■ **Source material**:
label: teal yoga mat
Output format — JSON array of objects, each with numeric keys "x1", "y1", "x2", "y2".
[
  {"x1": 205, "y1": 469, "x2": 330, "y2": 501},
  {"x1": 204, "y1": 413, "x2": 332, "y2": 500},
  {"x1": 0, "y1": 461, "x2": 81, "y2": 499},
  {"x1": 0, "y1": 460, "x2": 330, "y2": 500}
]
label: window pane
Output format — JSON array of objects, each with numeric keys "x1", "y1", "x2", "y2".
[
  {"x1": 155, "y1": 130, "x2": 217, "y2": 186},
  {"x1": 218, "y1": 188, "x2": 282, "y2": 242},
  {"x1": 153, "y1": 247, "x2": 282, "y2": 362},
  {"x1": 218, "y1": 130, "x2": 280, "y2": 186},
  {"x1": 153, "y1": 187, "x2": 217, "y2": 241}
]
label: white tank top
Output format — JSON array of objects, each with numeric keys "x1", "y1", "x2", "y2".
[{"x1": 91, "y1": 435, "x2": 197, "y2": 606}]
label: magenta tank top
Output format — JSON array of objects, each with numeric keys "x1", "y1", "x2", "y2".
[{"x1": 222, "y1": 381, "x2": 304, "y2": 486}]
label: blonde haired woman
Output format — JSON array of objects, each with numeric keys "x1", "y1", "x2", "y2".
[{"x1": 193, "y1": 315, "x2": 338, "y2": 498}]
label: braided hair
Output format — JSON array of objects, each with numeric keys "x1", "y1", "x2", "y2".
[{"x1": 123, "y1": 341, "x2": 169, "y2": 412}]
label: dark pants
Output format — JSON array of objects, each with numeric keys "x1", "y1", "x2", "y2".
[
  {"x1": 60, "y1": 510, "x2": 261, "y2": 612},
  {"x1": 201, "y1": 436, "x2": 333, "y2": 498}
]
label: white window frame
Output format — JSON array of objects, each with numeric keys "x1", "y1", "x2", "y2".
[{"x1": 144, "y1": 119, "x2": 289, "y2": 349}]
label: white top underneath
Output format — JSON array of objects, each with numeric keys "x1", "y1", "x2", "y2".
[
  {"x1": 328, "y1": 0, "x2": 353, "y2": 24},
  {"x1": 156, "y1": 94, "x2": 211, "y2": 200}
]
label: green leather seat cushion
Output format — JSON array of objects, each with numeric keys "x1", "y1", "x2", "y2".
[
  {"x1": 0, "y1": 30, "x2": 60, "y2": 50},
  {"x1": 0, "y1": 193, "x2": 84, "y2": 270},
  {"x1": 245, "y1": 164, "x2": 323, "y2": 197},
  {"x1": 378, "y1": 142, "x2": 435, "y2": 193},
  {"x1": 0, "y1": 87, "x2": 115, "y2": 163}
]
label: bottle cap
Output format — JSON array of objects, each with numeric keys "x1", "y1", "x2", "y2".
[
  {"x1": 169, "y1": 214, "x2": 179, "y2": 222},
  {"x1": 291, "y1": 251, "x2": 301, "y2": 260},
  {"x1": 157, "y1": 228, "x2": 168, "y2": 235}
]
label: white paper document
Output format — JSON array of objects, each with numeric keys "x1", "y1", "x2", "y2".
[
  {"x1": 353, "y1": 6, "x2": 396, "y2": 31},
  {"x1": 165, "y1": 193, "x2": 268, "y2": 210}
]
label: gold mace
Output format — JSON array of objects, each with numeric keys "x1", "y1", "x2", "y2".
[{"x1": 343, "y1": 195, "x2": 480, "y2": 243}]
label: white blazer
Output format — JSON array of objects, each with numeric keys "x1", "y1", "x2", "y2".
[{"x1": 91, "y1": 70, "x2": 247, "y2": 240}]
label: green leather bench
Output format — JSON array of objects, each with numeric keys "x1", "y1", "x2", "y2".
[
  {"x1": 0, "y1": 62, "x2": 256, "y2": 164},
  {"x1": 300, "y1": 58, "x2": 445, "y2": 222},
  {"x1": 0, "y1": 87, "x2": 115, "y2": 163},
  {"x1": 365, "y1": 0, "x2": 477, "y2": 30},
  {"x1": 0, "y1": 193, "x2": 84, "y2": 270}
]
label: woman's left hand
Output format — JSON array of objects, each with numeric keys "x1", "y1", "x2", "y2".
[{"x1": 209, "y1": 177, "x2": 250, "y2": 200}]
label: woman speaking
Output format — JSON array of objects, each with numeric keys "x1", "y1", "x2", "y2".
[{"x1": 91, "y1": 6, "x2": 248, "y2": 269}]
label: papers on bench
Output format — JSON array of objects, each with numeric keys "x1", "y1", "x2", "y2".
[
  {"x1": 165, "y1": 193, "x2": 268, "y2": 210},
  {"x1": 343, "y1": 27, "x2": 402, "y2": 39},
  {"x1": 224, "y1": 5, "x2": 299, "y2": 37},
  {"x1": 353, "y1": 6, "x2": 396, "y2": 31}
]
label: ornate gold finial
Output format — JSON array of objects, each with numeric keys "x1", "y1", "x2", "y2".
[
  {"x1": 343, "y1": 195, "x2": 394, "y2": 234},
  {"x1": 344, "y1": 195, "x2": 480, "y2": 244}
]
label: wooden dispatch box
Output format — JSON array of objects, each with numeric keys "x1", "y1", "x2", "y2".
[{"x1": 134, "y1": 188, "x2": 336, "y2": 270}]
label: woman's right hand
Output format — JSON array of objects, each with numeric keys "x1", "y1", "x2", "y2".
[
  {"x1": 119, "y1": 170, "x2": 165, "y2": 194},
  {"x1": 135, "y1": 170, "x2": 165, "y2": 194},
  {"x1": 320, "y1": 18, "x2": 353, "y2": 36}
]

■ **Task goal**: Copy out each line of the data that has the word "tank" in it.

■ **Result of this exercise**:
label: white tank top
label: magenta tank top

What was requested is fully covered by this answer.